━━ DATA FOR THE TASK
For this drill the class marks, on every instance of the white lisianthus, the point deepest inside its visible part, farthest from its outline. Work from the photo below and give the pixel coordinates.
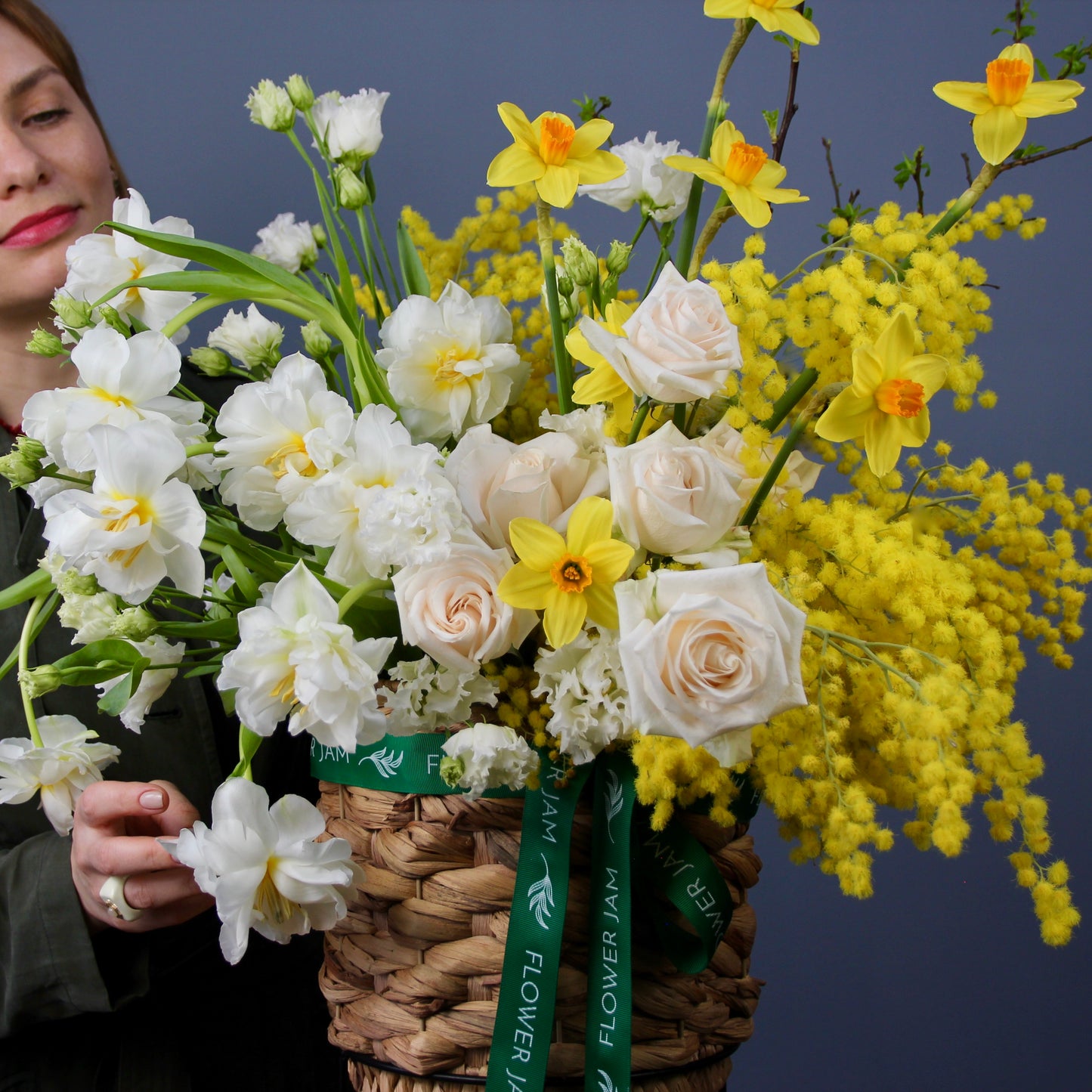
(450, 608)
(296, 660)
(672, 496)
(153, 684)
(487, 756)
(385, 506)
(659, 190)
(264, 868)
(542, 480)
(352, 127)
(286, 243)
(728, 444)
(122, 382)
(586, 688)
(252, 339)
(708, 654)
(279, 437)
(431, 696)
(677, 346)
(64, 765)
(138, 525)
(100, 262)
(450, 363)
━━━━
(EXERCISE REQUIREMENTS): Rewrite the records above as a numbered list, skipping blank lines. Exclude the pictures from your answer.

(WRITTEN RESPONSE):
1. For this drill the class marks, on every instance of the white lisianthus, the point deepest inside its visible part, farthest from its outline. Work from the photo below and give the pixel coordinates.
2. (450, 608)
3. (296, 660)
4. (672, 496)
5. (153, 684)
6. (487, 756)
7. (385, 506)
8. (659, 190)
9. (264, 868)
10. (542, 480)
11. (352, 127)
12. (286, 243)
13. (728, 444)
14. (122, 382)
15. (586, 688)
16. (252, 339)
17. (708, 654)
18. (279, 437)
19. (431, 696)
20. (677, 346)
21. (64, 765)
22. (138, 525)
23. (100, 262)
24. (450, 363)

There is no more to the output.